EXERCISE
Set down exactly, from the records below, the line with "Task: mark the man's blond" through the line with "Task: mark the large", and nothing else.
== MATERIAL SUPPLIED ==
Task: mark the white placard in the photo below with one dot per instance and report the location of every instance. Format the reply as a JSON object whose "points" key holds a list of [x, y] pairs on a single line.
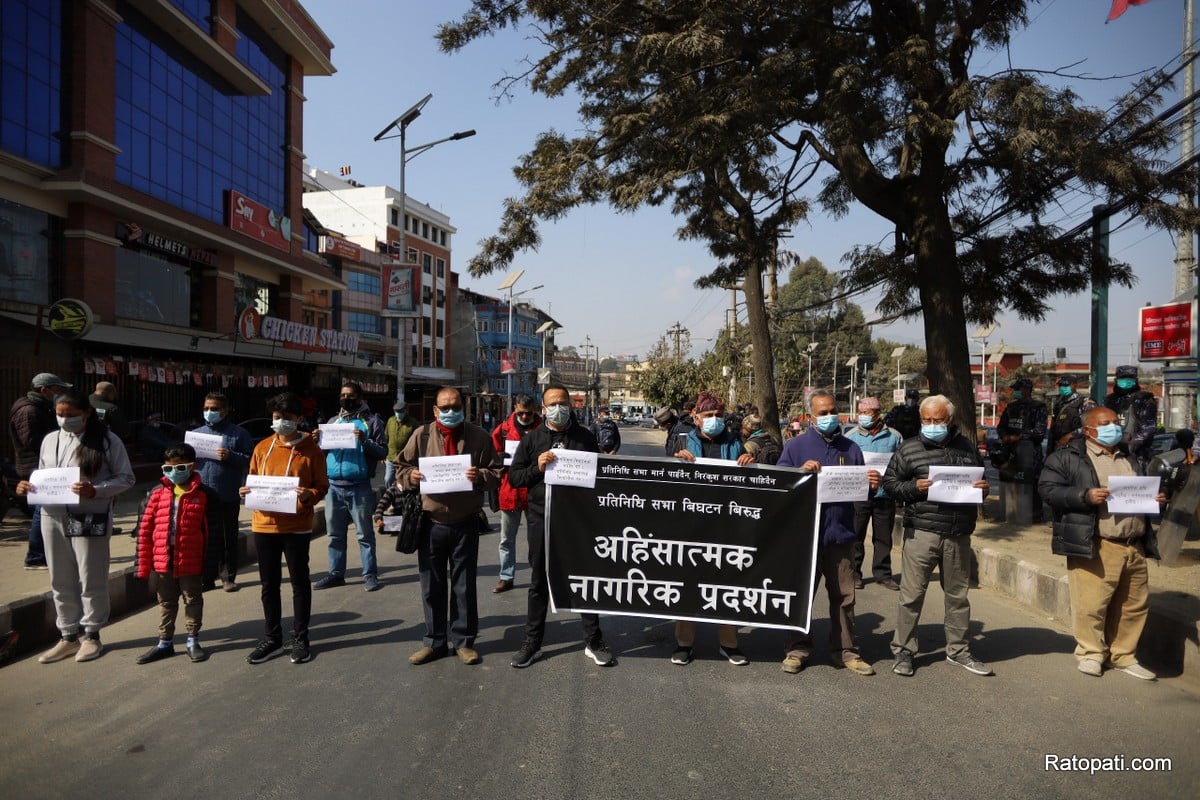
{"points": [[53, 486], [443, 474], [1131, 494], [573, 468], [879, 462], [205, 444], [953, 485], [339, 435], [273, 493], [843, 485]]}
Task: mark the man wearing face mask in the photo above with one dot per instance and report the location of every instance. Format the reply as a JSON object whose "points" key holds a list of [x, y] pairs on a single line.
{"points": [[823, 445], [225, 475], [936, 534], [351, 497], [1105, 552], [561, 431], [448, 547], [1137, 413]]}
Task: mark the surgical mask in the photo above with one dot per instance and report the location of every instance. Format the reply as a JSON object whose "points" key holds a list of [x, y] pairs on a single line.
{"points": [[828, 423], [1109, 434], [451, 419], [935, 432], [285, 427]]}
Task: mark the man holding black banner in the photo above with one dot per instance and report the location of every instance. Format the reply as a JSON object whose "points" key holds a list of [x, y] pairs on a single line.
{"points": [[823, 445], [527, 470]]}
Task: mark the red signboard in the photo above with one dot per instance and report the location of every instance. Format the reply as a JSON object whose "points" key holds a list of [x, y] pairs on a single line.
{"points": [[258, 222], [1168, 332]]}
===
== MATERIAL SUPPLIED ==
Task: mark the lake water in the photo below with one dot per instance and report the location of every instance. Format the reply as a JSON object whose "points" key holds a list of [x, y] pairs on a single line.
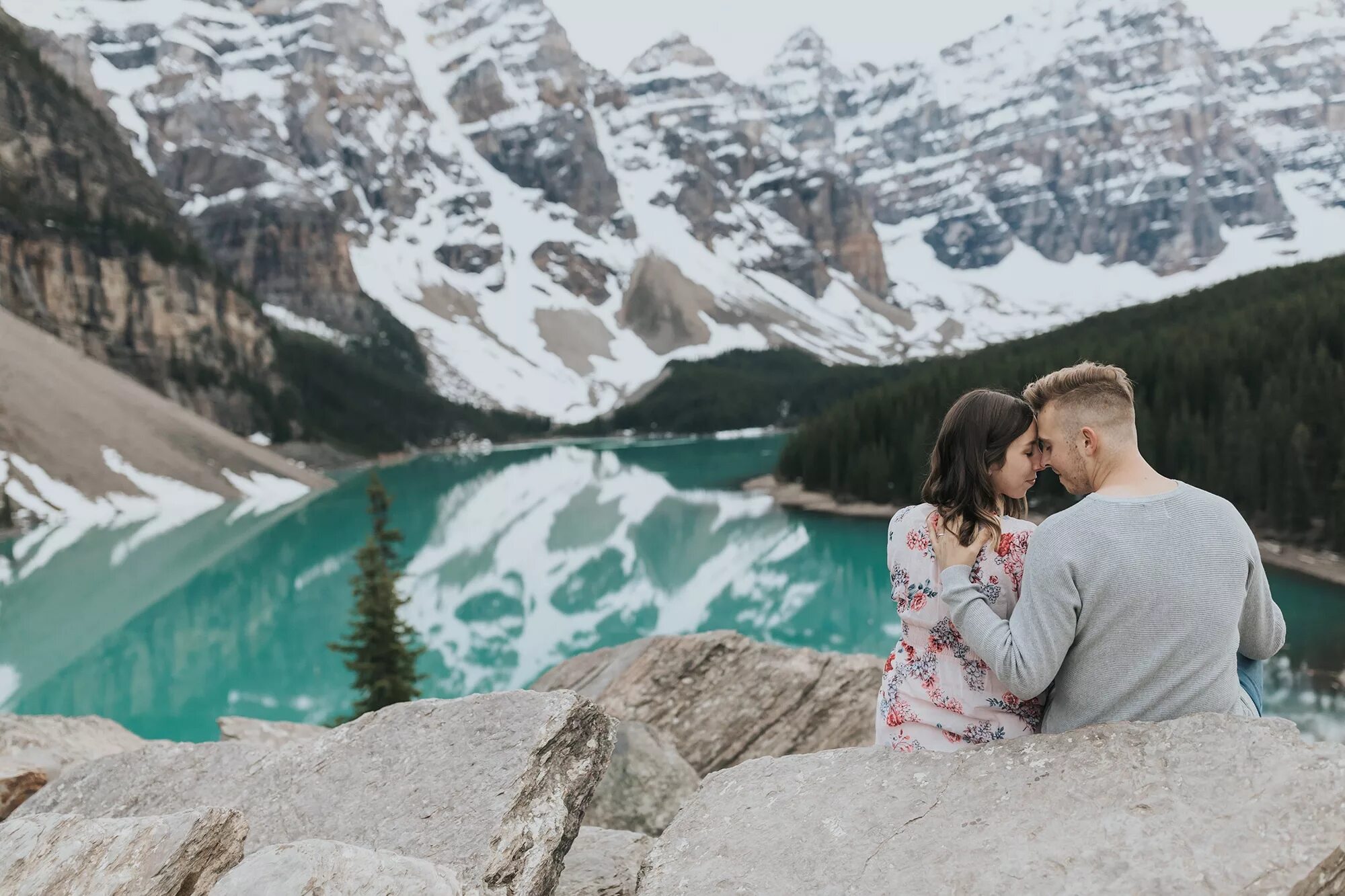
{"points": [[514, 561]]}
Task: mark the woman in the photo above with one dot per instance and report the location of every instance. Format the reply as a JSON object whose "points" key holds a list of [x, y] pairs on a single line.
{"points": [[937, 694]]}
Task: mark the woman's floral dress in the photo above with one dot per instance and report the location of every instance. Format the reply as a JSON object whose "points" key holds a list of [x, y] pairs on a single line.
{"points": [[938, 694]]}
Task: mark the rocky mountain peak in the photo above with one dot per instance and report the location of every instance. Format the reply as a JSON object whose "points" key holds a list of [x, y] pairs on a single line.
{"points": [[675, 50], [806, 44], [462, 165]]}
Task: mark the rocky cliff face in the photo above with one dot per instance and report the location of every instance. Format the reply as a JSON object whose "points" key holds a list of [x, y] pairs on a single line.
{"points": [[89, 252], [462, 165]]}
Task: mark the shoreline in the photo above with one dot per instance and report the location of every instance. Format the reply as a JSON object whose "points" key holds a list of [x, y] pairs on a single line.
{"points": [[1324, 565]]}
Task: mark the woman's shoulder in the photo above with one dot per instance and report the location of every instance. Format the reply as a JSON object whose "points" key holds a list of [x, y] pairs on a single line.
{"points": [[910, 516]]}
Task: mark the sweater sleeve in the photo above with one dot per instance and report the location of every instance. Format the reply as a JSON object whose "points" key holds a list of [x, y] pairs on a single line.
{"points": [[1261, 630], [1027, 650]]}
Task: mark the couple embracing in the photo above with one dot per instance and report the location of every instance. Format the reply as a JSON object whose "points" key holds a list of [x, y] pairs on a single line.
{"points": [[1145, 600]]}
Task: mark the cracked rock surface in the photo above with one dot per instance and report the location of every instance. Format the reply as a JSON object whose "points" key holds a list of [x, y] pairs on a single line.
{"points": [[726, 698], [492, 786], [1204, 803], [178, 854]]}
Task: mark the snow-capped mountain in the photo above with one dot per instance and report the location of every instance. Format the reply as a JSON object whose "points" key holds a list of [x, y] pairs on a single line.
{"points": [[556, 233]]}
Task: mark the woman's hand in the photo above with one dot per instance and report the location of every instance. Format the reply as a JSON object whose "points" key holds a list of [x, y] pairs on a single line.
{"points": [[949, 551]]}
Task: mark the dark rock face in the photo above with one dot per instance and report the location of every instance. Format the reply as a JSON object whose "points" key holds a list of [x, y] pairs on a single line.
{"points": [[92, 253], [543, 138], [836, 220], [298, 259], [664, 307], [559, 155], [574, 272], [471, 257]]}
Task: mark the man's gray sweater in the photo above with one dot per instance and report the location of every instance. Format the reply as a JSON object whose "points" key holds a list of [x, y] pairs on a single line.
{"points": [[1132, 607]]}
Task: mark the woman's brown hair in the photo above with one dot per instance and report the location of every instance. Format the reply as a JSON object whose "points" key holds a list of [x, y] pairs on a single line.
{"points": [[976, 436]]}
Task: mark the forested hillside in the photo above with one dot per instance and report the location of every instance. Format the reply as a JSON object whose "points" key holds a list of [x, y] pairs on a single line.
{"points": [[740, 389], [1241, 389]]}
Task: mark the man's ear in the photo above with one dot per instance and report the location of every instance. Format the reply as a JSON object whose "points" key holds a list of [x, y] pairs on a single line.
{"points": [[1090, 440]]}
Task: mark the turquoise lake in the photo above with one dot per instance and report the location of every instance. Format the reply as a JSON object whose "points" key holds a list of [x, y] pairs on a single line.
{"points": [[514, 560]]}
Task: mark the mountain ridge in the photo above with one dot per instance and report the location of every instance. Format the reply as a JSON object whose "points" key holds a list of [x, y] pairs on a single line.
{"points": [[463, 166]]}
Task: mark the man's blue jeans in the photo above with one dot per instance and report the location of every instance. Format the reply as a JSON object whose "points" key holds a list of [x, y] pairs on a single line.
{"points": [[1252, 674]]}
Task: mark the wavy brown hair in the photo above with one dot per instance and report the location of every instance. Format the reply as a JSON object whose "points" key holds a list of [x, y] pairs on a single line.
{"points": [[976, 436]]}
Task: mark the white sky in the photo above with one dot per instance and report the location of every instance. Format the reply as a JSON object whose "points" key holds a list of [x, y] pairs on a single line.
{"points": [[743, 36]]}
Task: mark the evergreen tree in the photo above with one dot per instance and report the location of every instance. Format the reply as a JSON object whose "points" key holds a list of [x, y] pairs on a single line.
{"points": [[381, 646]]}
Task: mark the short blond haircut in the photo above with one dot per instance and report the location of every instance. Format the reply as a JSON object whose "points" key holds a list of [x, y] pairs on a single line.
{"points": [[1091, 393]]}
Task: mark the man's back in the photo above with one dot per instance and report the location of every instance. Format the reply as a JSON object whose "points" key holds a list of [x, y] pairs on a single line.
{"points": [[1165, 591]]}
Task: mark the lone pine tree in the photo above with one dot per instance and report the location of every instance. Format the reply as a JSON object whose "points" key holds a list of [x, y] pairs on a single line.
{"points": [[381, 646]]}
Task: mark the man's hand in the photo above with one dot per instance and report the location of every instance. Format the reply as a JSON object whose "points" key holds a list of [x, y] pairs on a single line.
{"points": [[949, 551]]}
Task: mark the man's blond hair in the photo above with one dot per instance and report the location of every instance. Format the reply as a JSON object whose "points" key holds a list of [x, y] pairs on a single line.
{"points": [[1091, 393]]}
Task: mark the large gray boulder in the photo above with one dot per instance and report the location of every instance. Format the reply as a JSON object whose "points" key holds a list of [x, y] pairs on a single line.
===
== MATERIAL SUPPLIED ==
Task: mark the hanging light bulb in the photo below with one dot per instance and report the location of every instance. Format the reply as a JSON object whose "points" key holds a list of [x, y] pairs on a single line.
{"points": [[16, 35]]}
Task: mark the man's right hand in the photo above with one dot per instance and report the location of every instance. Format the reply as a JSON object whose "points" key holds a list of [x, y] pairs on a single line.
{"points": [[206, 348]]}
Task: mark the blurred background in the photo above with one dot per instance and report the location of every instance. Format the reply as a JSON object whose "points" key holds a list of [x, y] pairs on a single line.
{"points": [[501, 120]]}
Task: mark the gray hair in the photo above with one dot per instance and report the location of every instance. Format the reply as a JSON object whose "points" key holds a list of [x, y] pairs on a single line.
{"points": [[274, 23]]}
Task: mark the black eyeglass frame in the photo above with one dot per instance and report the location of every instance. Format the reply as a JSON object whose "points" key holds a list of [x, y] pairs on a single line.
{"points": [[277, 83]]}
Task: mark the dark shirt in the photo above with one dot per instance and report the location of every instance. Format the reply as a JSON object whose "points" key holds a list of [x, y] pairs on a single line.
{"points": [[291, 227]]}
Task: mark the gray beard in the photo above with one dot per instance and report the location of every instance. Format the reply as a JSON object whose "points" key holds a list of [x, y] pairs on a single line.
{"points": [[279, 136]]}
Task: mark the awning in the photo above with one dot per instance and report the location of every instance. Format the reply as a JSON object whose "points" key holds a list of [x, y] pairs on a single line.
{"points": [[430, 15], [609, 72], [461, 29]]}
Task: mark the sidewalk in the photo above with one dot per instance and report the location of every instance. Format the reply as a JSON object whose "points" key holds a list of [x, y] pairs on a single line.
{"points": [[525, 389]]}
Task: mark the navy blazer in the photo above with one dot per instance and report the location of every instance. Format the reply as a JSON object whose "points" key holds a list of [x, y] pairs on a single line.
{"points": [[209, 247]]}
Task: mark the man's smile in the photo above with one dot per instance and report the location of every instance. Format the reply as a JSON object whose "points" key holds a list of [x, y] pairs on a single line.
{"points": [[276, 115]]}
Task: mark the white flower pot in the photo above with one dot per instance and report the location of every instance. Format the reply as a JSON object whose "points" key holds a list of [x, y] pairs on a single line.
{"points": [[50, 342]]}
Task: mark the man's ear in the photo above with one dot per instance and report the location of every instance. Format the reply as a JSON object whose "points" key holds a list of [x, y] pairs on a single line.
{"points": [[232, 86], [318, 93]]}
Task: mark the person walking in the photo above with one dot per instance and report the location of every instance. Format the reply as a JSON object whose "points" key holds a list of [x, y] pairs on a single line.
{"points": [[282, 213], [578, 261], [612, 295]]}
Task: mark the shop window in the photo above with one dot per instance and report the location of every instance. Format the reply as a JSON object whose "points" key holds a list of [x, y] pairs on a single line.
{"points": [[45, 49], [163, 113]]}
===
RESPONSE TO THE EXERCISE
Task: mark the man's blond hair in the photo above with one dot per instance and report the location of every instance. Format the reply as a JSON object whose "points" key holds a list of [x, y] pairs on a single line.
{"points": [[1091, 393]]}
Task: mark the large gray boulder in the photo above with one dot per instance and report the location of every instance. Format the reply as a JSON object whose "points" key holds a list of [x, y] pairs on a single line.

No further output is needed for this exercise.